Provide the entries once more, identical in every word.

(Input data begins)

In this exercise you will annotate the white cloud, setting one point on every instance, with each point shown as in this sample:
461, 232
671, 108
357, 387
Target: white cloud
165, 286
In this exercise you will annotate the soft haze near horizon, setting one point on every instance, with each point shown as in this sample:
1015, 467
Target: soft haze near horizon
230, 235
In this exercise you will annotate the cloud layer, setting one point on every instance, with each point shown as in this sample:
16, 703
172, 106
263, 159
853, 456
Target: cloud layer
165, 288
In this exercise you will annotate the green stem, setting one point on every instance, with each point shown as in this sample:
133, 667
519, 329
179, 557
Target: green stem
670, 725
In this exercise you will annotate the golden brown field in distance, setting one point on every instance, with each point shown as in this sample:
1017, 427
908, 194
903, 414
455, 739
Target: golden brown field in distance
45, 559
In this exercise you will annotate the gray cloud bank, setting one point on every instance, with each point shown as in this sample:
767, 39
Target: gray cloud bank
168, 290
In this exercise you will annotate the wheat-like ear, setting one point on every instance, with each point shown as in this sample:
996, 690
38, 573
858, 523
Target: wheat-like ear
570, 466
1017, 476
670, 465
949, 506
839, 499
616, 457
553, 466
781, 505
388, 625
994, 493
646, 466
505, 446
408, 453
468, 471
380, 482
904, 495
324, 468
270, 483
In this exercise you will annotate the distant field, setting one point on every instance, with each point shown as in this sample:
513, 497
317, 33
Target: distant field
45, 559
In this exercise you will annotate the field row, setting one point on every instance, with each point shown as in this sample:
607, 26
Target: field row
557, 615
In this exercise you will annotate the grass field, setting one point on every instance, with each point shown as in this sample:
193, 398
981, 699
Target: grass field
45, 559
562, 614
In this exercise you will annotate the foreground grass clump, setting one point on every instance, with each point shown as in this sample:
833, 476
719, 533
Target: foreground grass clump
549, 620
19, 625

(Input data ends)

* **Result of this exercise**:
In this exercise you will annotate the white cloud, setting one point on every instance, with each point shown as in this sample:
461, 232
671, 108
357, 387
Target: white cloud
165, 286
In this exercise you will annotate the soft haze near horizon, setting one point on every instance, with each point shown as in this sample:
1015, 467
Target: soft haze near horizon
230, 235
In this exercise you will annotate the cloud layer, setting one point on every instance, with each point shown as in this sample:
16, 703
172, 106
263, 159
853, 456
Target: cloud layer
165, 288
In this exercise you will annotate the green stem, setting one point on every instance, with each point shown as in this sample:
133, 667
519, 329
179, 557
Target: green stem
670, 725
In this exercise you will annotate the golden brown field in distance, setting one point on every instance, with each point shown as in this sample:
1017, 427
908, 194
903, 414
455, 739
Target: golden brown field in distance
45, 559
In this exercise you will annotate the gray cloud bank, setting one point on every instance, with each point shown as in this sample:
767, 39
Target: gray cloud bank
168, 290
In this exercise you will annotate the wheat-like ear, setting one point on every instance, with each point shown as in this sample:
996, 690
38, 573
858, 523
Target: wheat-like ear
570, 466
1017, 476
670, 465
949, 506
839, 499
616, 457
553, 466
781, 505
388, 625
994, 493
646, 466
505, 446
408, 453
468, 471
380, 482
904, 495
324, 468
270, 483
In this exercise you will annotate the distant field, setting one point on every instance, with each point shown as in this sample:
513, 497
317, 33
Target: distant field
45, 559
In this exercise you will annotate the field row, setting one point on every instance, with each point shown as in this sample:
607, 26
Target: field row
557, 615
In this exercise you will annotate the grass field, setting one point on every instance, with each point shown as in this sample:
193, 398
981, 699
Target: grass field
45, 559
562, 614
In this exercise you will annotate the foreground grass clump, setting one point on every instance, with each point shown as in this sample:
833, 476
719, 533
Target: foreground grass clump
549, 620
19, 625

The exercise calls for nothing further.